Saved entries |
============================================================

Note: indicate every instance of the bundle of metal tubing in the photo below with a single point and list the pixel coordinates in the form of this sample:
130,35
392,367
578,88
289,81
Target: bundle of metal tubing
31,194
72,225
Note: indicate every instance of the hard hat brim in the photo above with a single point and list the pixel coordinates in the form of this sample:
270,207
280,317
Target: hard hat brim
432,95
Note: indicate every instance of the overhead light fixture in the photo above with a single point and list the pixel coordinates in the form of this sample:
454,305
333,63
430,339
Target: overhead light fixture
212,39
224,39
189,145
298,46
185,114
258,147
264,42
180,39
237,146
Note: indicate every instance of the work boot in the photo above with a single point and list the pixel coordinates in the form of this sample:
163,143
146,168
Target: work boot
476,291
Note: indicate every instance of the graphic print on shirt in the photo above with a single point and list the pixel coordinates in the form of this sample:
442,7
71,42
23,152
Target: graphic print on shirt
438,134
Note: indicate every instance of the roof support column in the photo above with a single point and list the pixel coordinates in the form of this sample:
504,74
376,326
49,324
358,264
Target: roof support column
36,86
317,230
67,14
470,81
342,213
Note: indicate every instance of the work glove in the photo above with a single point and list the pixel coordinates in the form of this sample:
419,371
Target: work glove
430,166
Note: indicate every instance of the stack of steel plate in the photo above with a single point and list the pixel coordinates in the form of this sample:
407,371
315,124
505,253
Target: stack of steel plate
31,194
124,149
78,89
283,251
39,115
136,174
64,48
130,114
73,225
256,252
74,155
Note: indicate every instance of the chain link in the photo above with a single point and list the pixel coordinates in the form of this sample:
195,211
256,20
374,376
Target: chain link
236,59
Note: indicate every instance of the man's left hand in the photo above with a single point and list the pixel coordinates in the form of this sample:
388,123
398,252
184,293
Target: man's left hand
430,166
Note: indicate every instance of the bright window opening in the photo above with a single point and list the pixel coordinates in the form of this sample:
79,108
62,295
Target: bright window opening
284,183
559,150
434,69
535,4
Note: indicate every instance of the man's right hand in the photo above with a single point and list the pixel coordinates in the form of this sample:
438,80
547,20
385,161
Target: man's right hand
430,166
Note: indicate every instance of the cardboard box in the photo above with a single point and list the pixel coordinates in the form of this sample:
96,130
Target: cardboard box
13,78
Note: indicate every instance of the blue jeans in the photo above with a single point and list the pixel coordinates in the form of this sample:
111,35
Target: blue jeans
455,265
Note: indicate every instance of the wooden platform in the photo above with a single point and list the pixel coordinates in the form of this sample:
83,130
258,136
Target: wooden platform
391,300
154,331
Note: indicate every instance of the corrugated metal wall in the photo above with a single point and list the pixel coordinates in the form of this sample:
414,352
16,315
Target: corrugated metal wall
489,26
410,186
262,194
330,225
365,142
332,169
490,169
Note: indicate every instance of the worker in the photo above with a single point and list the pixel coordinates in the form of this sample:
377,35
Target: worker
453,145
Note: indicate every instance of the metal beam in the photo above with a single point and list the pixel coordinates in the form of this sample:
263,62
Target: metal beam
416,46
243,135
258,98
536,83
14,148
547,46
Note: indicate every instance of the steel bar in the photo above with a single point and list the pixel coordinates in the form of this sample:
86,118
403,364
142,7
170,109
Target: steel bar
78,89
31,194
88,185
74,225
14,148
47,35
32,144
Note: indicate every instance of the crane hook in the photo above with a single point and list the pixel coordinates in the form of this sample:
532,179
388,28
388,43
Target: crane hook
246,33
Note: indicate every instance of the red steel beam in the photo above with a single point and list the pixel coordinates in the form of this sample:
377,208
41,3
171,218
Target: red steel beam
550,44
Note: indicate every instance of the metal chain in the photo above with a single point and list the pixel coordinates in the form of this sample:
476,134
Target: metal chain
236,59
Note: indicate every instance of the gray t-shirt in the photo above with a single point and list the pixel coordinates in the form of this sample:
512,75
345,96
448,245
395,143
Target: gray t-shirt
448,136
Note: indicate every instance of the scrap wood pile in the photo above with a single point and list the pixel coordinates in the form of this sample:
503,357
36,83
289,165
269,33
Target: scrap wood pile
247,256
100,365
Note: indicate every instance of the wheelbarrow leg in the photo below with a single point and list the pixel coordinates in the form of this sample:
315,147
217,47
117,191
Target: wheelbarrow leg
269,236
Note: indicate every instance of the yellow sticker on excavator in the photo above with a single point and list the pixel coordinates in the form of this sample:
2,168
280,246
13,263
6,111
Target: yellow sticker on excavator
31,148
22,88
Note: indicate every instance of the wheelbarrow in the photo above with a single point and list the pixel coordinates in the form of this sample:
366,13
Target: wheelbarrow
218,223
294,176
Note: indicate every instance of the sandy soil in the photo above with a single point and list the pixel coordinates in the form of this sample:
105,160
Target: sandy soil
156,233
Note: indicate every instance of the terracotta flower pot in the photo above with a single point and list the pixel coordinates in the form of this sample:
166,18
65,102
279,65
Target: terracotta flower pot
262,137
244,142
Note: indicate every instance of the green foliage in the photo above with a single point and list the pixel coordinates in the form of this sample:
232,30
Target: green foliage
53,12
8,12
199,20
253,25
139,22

============================================================

Retype exactly, please, each line from the line that contains "Note: indicate every instance of the yellow" through the last line of the entries above, with nothing added.

Note: indicate every instance of the yellow sticker on excavator in the photo above with a single point and list the pixel coordinates in the form of this sample:
2,168
280,246
13,263
6,111
Target: yellow sticker on excavator
31,148
22,88
Note: indicate every instance of the wheelbarrow in the photo above with a single point and list the pixel coordinates in the form of this sample:
366,13
Target: wheelbarrow
218,223
294,176
Note: indicate every instance of the sandy soil in the photo above with a single point and list the pixel coordinates in the form of this sample:
105,160
Target: sandy soil
156,233
Note: indicate every instance of the terracotta flower pot in the photo above with a single point and list the pixel coordinates in the form of this sample:
166,18
65,102
279,65
Target: terracotta flower pot
262,137
244,142
Note: indicate every instance of the green foliage in the photo above with a single point and list the pixel coordinates in the form of this sample:
232,30
Target: green foliage
53,12
8,12
199,20
253,25
139,22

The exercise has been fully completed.